> [Your goal] Pick out every line in the records below that contains the word "screen", and copy each of those lines.

> [Data for processing]
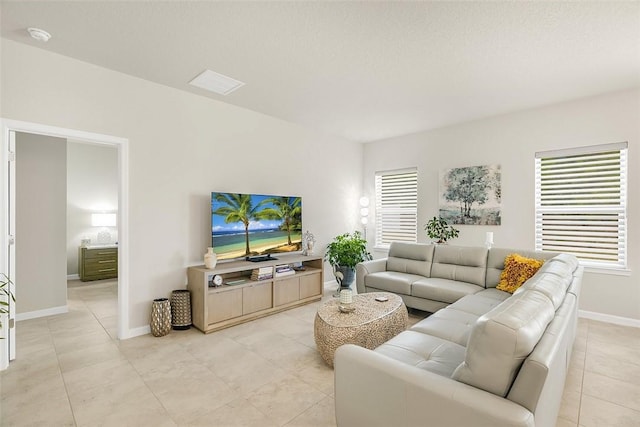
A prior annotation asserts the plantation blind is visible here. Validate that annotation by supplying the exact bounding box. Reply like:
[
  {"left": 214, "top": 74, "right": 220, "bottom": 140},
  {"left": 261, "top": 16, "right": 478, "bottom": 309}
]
[
  {"left": 376, "top": 169, "right": 418, "bottom": 248},
  {"left": 535, "top": 142, "right": 628, "bottom": 269}
]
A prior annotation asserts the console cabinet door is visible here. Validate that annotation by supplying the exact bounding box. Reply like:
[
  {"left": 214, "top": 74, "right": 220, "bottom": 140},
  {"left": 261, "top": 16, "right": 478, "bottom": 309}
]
[
  {"left": 273, "top": 277, "right": 300, "bottom": 307},
  {"left": 300, "top": 274, "right": 322, "bottom": 299},
  {"left": 207, "top": 289, "right": 242, "bottom": 324},
  {"left": 242, "top": 281, "right": 273, "bottom": 314}
]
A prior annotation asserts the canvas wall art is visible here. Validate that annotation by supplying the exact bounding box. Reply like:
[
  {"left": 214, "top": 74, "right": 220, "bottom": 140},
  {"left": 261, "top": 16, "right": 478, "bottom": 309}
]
[{"left": 439, "top": 165, "right": 502, "bottom": 225}]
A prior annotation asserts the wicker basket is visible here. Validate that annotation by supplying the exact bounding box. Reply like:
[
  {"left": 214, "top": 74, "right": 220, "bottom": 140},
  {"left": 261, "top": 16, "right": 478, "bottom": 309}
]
[
  {"left": 150, "top": 298, "right": 171, "bottom": 337},
  {"left": 171, "top": 289, "right": 191, "bottom": 330}
]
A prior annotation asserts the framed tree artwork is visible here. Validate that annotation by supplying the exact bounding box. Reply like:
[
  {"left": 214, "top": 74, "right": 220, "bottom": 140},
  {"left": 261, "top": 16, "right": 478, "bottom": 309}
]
[{"left": 439, "top": 165, "right": 502, "bottom": 225}]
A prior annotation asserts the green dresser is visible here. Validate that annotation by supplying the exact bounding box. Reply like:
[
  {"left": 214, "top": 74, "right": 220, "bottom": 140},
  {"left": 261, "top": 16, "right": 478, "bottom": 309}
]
[{"left": 78, "top": 246, "right": 118, "bottom": 282}]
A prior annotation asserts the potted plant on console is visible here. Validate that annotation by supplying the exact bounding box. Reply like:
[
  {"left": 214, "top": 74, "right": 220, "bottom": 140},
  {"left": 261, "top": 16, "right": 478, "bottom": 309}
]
[
  {"left": 424, "top": 216, "right": 460, "bottom": 244},
  {"left": 324, "top": 231, "right": 372, "bottom": 289}
]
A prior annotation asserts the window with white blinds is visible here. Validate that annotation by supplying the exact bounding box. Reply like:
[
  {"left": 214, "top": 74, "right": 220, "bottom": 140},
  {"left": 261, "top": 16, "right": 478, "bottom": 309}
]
[
  {"left": 376, "top": 169, "right": 418, "bottom": 248},
  {"left": 535, "top": 142, "right": 627, "bottom": 269}
]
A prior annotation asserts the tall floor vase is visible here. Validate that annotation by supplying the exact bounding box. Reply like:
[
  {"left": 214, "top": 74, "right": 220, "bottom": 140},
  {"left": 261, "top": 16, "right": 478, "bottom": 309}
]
[
  {"left": 151, "top": 298, "right": 171, "bottom": 337},
  {"left": 171, "top": 289, "right": 191, "bottom": 330}
]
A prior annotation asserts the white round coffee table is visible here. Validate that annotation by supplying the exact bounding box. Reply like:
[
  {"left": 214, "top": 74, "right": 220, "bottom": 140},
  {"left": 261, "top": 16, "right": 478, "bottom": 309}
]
[{"left": 314, "top": 292, "right": 408, "bottom": 366}]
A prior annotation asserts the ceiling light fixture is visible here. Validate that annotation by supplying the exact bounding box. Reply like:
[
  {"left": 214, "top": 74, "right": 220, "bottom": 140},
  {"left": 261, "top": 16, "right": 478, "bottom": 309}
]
[
  {"left": 27, "top": 28, "right": 51, "bottom": 43},
  {"left": 189, "top": 70, "right": 244, "bottom": 95}
]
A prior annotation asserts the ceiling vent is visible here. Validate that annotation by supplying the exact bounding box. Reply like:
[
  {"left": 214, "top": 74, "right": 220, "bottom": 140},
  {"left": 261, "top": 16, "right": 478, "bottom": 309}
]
[{"left": 189, "top": 70, "right": 244, "bottom": 95}]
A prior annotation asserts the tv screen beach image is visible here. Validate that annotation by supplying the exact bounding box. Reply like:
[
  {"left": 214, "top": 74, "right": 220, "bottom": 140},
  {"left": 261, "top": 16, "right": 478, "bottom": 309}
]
[{"left": 211, "top": 192, "right": 302, "bottom": 260}]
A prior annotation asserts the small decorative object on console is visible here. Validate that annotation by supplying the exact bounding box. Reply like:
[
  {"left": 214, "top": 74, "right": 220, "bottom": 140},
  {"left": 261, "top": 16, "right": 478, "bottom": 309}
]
[
  {"left": 204, "top": 248, "right": 218, "bottom": 270},
  {"left": 302, "top": 230, "right": 316, "bottom": 255}
]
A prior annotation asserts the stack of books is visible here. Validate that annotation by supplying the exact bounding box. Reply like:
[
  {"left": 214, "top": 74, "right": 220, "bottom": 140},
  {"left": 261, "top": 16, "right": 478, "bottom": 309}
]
[
  {"left": 275, "top": 264, "right": 296, "bottom": 277},
  {"left": 251, "top": 266, "right": 273, "bottom": 280}
]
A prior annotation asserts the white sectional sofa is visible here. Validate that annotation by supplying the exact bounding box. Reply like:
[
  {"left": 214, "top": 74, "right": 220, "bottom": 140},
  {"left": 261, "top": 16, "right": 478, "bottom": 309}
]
[{"left": 334, "top": 243, "right": 583, "bottom": 426}]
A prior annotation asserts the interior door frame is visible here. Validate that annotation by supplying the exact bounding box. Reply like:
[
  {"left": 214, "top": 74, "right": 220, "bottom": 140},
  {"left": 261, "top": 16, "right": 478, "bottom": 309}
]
[{"left": 0, "top": 118, "right": 133, "bottom": 371}]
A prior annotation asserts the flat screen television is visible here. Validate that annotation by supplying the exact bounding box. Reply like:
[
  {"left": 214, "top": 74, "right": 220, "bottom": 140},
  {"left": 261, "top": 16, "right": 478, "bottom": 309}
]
[{"left": 211, "top": 192, "right": 302, "bottom": 261}]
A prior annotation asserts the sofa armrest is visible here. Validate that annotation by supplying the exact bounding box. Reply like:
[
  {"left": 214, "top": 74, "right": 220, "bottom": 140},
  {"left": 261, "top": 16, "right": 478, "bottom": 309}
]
[
  {"left": 356, "top": 258, "right": 387, "bottom": 294},
  {"left": 334, "top": 344, "right": 535, "bottom": 427}
]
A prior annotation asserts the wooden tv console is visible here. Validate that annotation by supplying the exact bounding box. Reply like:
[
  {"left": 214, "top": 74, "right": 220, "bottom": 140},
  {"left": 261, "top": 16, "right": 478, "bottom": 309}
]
[{"left": 187, "top": 254, "right": 324, "bottom": 333}]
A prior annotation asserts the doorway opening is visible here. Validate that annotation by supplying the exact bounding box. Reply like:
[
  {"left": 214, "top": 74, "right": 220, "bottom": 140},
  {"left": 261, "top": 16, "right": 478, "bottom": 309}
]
[{"left": 0, "top": 120, "right": 132, "bottom": 370}]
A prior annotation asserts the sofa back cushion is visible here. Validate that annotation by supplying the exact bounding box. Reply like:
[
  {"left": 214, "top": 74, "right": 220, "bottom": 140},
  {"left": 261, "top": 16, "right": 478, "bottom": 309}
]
[
  {"left": 452, "top": 290, "right": 555, "bottom": 397},
  {"left": 507, "top": 294, "right": 578, "bottom": 426},
  {"left": 387, "top": 242, "right": 433, "bottom": 277},
  {"left": 431, "top": 245, "right": 487, "bottom": 287},
  {"left": 515, "top": 254, "right": 578, "bottom": 310},
  {"left": 485, "top": 248, "right": 558, "bottom": 288}
]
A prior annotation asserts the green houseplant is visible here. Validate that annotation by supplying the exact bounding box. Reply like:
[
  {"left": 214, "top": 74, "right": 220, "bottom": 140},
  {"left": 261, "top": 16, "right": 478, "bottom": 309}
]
[
  {"left": 324, "top": 231, "right": 372, "bottom": 288},
  {"left": 424, "top": 216, "right": 460, "bottom": 243},
  {"left": 0, "top": 273, "right": 16, "bottom": 338}
]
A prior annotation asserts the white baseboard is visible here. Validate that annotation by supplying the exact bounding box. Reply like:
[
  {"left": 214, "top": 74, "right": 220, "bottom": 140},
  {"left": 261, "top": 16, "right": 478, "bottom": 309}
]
[
  {"left": 578, "top": 310, "right": 640, "bottom": 328},
  {"left": 120, "top": 325, "right": 151, "bottom": 340},
  {"left": 16, "top": 305, "right": 69, "bottom": 322}
]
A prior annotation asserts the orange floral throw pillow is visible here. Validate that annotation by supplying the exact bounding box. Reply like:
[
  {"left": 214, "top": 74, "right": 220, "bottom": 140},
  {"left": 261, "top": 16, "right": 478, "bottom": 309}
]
[{"left": 496, "top": 254, "right": 544, "bottom": 294}]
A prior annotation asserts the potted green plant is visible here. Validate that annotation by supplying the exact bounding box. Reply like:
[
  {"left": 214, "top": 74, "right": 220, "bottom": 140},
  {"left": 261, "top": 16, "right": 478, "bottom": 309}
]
[
  {"left": 0, "top": 273, "right": 16, "bottom": 338},
  {"left": 424, "top": 216, "right": 460, "bottom": 243},
  {"left": 324, "top": 231, "right": 372, "bottom": 288}
]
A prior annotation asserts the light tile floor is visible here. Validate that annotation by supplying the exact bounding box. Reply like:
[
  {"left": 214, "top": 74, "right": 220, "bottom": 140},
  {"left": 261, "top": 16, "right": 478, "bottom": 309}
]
[{"left": 0, "top": 282, "right": 640, "bottom": 427}]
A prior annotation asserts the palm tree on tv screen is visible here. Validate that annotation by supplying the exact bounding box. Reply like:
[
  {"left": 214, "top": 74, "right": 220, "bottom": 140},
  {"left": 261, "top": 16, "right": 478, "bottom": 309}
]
[
  {"left": 258, "top": 197, "right": 302, "bottom": 245},
  {"left": 211, "top": 193, "right": 266, "bottom": 256}
]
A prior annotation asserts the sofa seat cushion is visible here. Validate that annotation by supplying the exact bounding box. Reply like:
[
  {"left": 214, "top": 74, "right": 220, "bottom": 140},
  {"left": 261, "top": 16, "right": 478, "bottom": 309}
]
[
  {"left": 410, "top": 307, "right": 480, "bottom": 347},
  {"left": 375, "top": 331, "right": 465, "bottom": 377},
  {"left": 364, "top": 271, "right": 423, "bottom": 295},
  {"left": 452, "top": 290, "right": 555, "bottom": 397},
  {"left": 449, "top": 289, "right": 511, "bottom": 316},
  {"left": 514, "top": 272, "right": 573, "bottom": 310},
  {"left": 411, "top": 277, "right": 484, "bottom": 303}
]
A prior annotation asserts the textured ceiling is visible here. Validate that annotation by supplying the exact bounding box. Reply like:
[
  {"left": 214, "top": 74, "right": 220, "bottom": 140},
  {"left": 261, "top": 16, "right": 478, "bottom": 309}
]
[{"left": 0, "top": 0, "right": 640, "bottom": 142}]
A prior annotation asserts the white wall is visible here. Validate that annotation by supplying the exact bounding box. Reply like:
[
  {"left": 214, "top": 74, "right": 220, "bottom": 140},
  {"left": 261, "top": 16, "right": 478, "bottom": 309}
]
[
  {"left": 67, "top": 141, "right": 118, "bottom": 275},
  {"left": 1, "top": 39, "right": 362, "bottom": 329},
  {"left": 363, "top": 90, "right": 640, "bottom": 319},
  {"left": 13, "top": 132, "right": 67, "bottom": 318}
]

> [Solution to the exercise]
A prior annotation asserts the tv screen beach image is visible here. Validate that annotation by supplying the exact bounding box. Reply like:
A prior annotation asserts the flat screen television is visible here. Validate that annotation by supplying the exact bounding box. Reply like:
A prior annotation asserts the palm tree on tv screen is visible here. Validate that annotation by supplying the exact bounding box. Reply like:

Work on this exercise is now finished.